Dataset excerpts on object pointing:

--

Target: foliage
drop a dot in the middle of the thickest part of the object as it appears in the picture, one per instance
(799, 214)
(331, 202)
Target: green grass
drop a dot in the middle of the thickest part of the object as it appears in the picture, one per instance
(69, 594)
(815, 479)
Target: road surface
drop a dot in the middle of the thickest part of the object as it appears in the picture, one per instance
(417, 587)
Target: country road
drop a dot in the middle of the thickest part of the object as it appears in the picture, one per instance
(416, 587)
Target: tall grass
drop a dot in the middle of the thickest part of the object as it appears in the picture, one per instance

--

## THE REQUEST
Set down the listing above in full, please, exactly as it appears.

## TASK RESULT
Target: foliage
drop a dot in the middle of the thickest part of the object as it appears in the picture, one per instance
(799, 214)
(331, 202)
Target: green grass
drop a dot in the middle of the thickest part of the object as it appears in the picture, one per instance
(69, 594)
(815, 479)
Target: road surface
drop a dot in the middle of the thickest part of the object as it appears in the picture, one per instance
(417, 587)
Target: country road
drop a dot in the middle of the thickest part of the object as it appears in the picture, one per instance
(416, 587)
Target: tall grass
drop a dot in the middle of the thickest part of the object as it appears in the picture, one per instance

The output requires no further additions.